§ **OBJECTIVE**: Pictures stay out of the copy; set down each line of the listing below exactly.

Location annotation dataset excerpts:
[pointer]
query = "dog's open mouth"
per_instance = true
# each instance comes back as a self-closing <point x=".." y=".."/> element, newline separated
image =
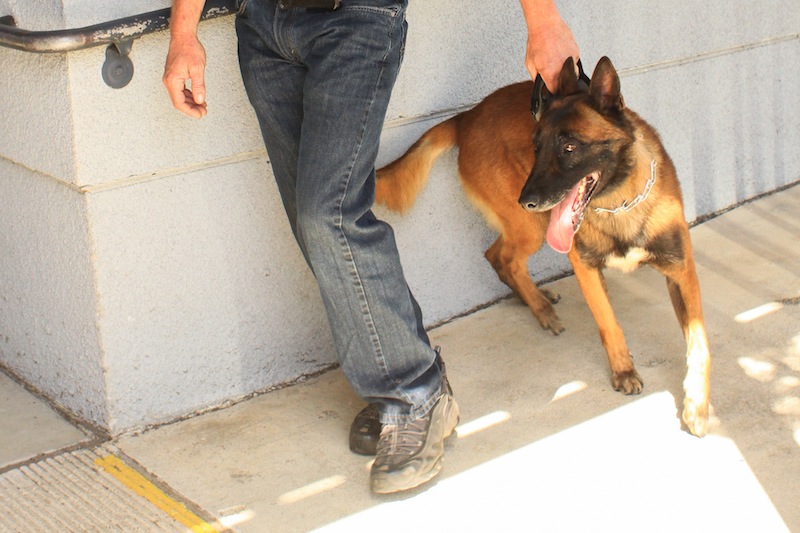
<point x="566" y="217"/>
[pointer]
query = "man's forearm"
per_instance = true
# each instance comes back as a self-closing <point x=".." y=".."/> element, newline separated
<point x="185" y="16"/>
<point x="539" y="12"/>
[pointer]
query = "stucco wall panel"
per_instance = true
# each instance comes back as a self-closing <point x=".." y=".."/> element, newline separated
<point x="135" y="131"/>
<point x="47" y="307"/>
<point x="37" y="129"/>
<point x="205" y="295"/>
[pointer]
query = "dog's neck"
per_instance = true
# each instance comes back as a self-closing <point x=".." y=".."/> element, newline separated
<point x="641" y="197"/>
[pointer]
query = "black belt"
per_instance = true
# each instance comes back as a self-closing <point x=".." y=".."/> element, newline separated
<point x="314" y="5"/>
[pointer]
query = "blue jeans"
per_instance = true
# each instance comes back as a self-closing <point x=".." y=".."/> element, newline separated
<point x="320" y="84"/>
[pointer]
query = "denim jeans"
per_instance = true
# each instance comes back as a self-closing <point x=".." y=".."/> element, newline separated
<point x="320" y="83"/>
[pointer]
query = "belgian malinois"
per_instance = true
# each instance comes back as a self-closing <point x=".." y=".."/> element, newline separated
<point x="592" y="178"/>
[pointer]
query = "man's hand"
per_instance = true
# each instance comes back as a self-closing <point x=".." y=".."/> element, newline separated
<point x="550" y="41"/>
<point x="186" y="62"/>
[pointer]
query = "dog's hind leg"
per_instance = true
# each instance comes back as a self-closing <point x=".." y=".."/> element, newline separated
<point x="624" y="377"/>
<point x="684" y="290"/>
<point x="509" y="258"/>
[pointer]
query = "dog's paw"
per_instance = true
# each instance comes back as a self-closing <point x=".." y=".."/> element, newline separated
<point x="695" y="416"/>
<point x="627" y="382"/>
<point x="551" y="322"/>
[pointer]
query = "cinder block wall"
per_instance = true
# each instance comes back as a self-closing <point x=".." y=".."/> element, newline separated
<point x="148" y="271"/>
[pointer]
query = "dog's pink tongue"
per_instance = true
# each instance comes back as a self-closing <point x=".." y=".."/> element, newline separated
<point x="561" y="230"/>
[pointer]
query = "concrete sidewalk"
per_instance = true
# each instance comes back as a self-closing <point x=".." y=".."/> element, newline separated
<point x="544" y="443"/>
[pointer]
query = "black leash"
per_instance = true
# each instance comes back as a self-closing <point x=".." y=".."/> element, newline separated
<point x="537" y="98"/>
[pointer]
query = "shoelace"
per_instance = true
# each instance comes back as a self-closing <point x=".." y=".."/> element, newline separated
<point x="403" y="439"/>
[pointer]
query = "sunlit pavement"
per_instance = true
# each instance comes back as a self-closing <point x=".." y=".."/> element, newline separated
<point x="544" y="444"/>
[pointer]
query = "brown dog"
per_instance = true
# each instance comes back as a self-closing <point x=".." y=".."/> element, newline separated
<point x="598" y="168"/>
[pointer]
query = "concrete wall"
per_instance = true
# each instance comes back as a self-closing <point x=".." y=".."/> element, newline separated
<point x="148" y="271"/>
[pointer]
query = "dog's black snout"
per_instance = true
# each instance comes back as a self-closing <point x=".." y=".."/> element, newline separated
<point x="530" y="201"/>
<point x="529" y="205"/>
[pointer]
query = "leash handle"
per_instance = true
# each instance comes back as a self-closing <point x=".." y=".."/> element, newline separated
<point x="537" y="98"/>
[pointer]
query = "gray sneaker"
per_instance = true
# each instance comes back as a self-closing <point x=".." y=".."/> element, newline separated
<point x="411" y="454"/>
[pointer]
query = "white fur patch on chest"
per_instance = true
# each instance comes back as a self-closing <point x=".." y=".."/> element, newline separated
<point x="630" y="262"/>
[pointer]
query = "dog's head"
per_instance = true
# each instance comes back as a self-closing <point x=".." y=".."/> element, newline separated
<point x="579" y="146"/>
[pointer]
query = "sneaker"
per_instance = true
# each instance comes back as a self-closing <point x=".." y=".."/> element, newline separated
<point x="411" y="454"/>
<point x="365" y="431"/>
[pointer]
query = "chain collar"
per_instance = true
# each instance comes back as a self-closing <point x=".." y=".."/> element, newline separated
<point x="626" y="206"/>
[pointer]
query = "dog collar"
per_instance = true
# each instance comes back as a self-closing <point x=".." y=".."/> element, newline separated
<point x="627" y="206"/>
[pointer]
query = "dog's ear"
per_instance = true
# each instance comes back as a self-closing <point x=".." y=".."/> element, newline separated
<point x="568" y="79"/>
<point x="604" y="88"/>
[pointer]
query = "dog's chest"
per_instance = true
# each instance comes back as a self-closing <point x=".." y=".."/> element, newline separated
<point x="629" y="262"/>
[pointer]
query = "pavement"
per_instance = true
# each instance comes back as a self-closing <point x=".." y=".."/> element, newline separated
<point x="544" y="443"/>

§ **FINAL RESULT**:
[pointer]
query = "dog's open mouth"
per_instance = true
# each instance comes back as a self-closing <point x=".." y=".."/> element, newline separated
image =
<point x="566" y="217"/>
[pointer]
query = "man's forearm"
per_instance = true
# each instance comes back as a self-closing <point x=".." y=".."/> element, newline separated
<point x="185" y="16"/>
<point x="539" y="12"/>
[pointer]
query = "stucco wall panel"
per_instance = true
# each instance comes back as a self-closing <point x=".." y=".."/> element, newline separated
<point x="135" y="131"/>
<point x="47" y="307"/>
<point x="37" y="129"/>
<point x="205" y="295"/>
[pointer]
query = "dog's neck"
per_instance = true
# each instance comes back as a self-closing <point x=".." y=".."/> element, newline separated
<point x="641" y="197"/>
[pointer]
query = "black belt"
per_instance = true
# each instance comes back as a self-closing <point x=".." y=".."/> element, newline separated
<point x="314" y="5"/>
[pointer]
query = "blue jeans"
per_instance = true
# each instance comes back as a self-closing <point x=".." y=".."/> element, newline separated
<point x="320" y="84"/>
[pointer]
query = "denim jeans"
per_instance = true
# each instance comes back as a self-closing <point x=".." y=".."/> element, newline separated
<point x="320" y="83"/>
[pointer]
query = "belgian malinois"
per_instance = true
# each instance comes back as a self-closing <point x=".." y=".."/> element, newline separated
<point x="592" y="178"/>
[pointer]
query = "man's hand"
per_instance = true
# each instance comes back as a self-closing <point x=".." y=".."/> element, newline separated
<point x="550" y="41"/>
<point x="186" y="62"/>
[pointer]
query = "dog's hind leg"
per_instance = true
# each instance comes back as a self-closing <point x=".." y=".."/> element, newline separated
<point x="624" y="377"/>
<point x="684" y="290"/>
<point x="509" y="258"/>
[pointer]
query = "dog's paw"
per_instance = true
# each instance comes back as a self-closing <point x=".." y=".."/> element, newline separated
<point x="695" y="416"/>
<point x="627" y="382"/>
<point x="551" y="322"/>
[pointer]
query = "cinder block wall"
per_instance = true
# each instance comes back as a self-closing <point x=".." y=".."/> element, newline separated
<point x="148" y="271"/>
[pointer]
query = "dog's pink tongue"
per_instance = true
# each instance comes back as a self-closing <point x=".." y=".."/> element, newline separated
<point x="561" y="230"/>
[pointer]
query = "concrete sidewalk"
per_instance = true
# each instance comes back as a self-closing <point x=".." y=".."/> element, newline separated
<point x="544" y="443"/>
[pointer]
query = "black leash"
per_instance = true
# each instance comes back as a self-closing <point x=".." y=".."/> element, newline separated
<point x="537" y="98"/>
[pointer]
query = "shoelace"
per_instance = true
# each instance comes back as a self-closing <point x=".." y=".."/> element, newline separated
<point x="403" y="439"/>
[pointer]
query = "sunlit pavement"
per_instance = true
# each instance comes back as a self-closing <point x=".." y=".."/> element, newline separated
<point x="544" y="444"/>
[pointer]
query = "brown dog"
per_instance = true
# each instance comes back as a self-closing <point x=".." y=".."/> element, newline separated
<point x="598" y="168"/>
[pointer]
query = "concrete wall"
per_instance = true
# each instance comes back as a self-closing <point x=".." y=".."/> element, newline separated
<point x="148" y="271"/>
[pointer]
query = "dog's black snout"
per_instance = true
# each instance comes back as a self-closing <point x=".." y=".."/> element, newline separated
<point x="530" y="201"/>
<point x="529" y="205"/>
[pointer]
query = "leash handle"
per_instance = true
# each instance comes back as a self-closing <point x=".." y=".."/> element, newline separated
<point x="537" y="98"/>
[pointer]
query = "gray sneaker"
per_instance = true
# each instance comes back as a self-closing <point x=".." y=".."/> element, newline separated
<point x="411" y="454"/>
[pointer]
query = "white fur patch on chest"
per_instance = true
# each instance comes back as a self-closing <point x=".." y=".."/> element, newline separated
<point x="630" y="262"/>
[pointer]
query = "dog's head"
per_instance = true
# each instance comes back as a self-closing <point x=".." y=".."/> element, newline separated
<point x="579" y="146"/>
[pointer]
query = "sneaker"
per_instance = true
# each instance comes back as a self-closing <point x=".." y=".."/> element, newline separated
<point x="411" y="454"/>
<point x="365" y="431"/>
[pointer]
query = "chain collar"
per_instance = true
# each instance comes back as a self-closing <point x=".." y=".."/> element, newline separated
<point x="626" y="206"/>
[pointer]
query = "dog collar"
per_instance = true
# each instance comes back as a self-closing <point x=".." y=".."/> element, newline separated
<point x="627" y="206"/>
[pointer]
query = "dog's ear"
per_instance = true
# each instance comes back as a self-closing <point x=".." y=".."/> element, newline separated
<point x="568" y="79"/>
<point x="604" y="88"/>
[pointer]
query = "dog's chest"
per_instance = true
# each instance comes back as a self-closing <point x=".." y=".."/> element, newline separated
<point x="629" y="262"/>
[pointer]
query = "pavement"
per_instance = true
# each instance comes back as a self-closing <point x=".." y=".."/> element, newline separated
<point x="544" y="443"/>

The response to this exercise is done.